**Work to be completed**
Produce an exact copy of the line containing "Target: deer nose" and of every line after it in the material below, ending with the final line.

_ _ _

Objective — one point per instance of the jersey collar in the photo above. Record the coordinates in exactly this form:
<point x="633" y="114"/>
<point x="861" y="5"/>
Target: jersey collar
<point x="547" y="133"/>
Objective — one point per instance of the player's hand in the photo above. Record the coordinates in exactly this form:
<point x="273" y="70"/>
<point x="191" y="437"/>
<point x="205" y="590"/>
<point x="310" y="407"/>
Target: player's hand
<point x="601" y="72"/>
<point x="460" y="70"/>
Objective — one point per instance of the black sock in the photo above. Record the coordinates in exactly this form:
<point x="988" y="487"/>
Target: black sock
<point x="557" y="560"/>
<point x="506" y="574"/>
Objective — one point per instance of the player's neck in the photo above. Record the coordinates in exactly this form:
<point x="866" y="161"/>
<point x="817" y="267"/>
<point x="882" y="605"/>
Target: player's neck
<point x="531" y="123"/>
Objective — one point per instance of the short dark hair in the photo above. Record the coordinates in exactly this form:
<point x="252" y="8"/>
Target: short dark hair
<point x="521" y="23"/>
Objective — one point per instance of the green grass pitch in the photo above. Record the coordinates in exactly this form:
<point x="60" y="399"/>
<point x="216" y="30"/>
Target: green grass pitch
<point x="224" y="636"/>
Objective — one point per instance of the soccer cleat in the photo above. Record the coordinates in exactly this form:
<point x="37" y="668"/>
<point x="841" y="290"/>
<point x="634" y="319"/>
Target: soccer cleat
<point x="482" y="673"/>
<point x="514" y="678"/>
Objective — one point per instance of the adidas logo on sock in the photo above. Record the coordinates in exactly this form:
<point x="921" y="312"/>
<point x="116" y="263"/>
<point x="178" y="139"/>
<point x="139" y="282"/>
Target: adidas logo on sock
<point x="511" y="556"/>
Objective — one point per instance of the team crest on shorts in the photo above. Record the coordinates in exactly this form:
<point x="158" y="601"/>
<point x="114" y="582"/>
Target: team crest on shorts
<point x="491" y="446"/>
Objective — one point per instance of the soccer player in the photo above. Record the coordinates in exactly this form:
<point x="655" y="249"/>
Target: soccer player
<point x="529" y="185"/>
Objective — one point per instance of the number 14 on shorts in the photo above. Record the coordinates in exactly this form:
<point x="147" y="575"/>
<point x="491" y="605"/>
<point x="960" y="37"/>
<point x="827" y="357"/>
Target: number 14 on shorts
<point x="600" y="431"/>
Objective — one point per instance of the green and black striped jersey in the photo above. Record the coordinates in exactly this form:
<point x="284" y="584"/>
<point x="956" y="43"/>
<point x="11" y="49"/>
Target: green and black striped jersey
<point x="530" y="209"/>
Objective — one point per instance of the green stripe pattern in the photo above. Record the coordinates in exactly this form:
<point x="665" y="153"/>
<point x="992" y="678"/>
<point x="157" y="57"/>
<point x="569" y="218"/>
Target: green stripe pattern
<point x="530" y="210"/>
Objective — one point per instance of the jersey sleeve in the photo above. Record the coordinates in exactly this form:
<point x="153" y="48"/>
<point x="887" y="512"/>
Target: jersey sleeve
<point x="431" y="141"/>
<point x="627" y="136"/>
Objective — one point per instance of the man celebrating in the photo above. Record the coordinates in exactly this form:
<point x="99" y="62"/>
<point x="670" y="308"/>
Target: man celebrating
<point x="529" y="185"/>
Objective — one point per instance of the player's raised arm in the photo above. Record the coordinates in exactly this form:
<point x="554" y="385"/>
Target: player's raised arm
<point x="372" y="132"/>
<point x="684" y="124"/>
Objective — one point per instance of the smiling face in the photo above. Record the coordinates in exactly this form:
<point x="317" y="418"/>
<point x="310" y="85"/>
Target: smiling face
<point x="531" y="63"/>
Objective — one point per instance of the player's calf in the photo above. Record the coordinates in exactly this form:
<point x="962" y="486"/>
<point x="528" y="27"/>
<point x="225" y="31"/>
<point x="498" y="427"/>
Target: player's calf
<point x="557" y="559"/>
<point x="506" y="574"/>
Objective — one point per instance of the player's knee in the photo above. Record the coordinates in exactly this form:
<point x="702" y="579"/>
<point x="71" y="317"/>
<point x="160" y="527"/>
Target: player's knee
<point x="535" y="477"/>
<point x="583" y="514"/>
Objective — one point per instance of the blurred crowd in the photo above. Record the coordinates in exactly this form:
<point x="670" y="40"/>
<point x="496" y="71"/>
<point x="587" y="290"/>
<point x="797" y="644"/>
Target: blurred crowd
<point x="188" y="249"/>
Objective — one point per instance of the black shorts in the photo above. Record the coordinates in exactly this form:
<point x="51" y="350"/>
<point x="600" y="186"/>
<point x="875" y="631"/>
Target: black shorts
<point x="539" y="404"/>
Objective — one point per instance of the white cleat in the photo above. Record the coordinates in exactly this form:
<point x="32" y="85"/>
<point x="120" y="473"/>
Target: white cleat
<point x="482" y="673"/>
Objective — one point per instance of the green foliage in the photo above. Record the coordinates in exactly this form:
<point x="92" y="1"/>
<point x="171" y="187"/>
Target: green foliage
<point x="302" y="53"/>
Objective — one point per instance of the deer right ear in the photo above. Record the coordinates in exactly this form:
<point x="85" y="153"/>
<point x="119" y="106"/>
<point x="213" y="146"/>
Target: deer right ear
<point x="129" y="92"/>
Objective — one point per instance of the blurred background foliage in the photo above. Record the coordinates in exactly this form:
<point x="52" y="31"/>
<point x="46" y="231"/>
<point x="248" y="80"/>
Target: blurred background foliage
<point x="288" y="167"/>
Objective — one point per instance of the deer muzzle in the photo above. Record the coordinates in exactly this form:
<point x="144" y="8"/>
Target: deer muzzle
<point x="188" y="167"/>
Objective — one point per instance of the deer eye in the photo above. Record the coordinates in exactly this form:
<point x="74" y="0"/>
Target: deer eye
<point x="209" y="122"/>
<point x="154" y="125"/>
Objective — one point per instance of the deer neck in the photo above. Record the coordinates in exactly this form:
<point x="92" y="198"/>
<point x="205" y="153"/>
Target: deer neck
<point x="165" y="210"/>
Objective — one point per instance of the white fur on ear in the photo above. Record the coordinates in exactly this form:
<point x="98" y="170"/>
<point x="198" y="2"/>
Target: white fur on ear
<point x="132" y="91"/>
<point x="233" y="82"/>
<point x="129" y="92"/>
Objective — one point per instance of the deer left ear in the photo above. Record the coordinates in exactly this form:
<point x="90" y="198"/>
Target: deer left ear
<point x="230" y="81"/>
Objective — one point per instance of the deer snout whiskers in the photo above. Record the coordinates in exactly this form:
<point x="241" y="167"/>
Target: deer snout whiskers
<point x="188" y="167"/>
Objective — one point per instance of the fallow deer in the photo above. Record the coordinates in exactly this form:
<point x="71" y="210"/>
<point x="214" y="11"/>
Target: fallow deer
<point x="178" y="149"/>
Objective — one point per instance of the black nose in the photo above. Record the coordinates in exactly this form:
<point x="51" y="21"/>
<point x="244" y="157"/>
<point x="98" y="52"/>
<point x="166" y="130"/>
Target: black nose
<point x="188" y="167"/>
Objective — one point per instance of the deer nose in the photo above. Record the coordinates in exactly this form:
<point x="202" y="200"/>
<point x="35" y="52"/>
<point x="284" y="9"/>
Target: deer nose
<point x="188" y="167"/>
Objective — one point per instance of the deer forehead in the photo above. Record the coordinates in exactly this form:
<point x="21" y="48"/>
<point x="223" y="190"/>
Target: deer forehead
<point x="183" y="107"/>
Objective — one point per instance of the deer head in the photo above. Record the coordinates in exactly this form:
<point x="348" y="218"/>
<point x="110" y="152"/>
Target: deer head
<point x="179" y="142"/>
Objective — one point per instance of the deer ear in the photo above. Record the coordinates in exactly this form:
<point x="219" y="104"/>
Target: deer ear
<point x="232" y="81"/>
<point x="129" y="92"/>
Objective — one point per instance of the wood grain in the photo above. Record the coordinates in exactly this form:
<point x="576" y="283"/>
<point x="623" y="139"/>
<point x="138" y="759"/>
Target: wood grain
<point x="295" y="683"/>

_ _ _

**Completed exercise**
Target: deer nose
<point x="188" y="167"/>
Objective — one point per instance of the deer forehead in the photo above. Record the coordinates in exactly this form:
<point x="21" y="48"/>
<point x="223" y="190"/>
Target: deer forehead
<point x="183" y="107"/>
Objective — one point per instance of the deer head in the photo above. Record the coordinates in exactly this form:
<point x="348" y="218"/>
<point x="110" y="152"/>
Target: deer head
<point x="179" y="142"/>
Objective — one point per instance of the deer ear in the photo above. Record the coordinates in exactly this form:
<point x="219" y="104"/>
Target: deer ear
<point x="232" y="81"/>
<point x="129" y="92"/>
Objective — one point per instance of the wood grain in the photo above. Record the coordinates in exactly this form:
<point x="576" y="283"/>
<point x="623" y="139"/>
<point x="138" y="759"/>
Target: wood grain
<point x="295" y="683"/>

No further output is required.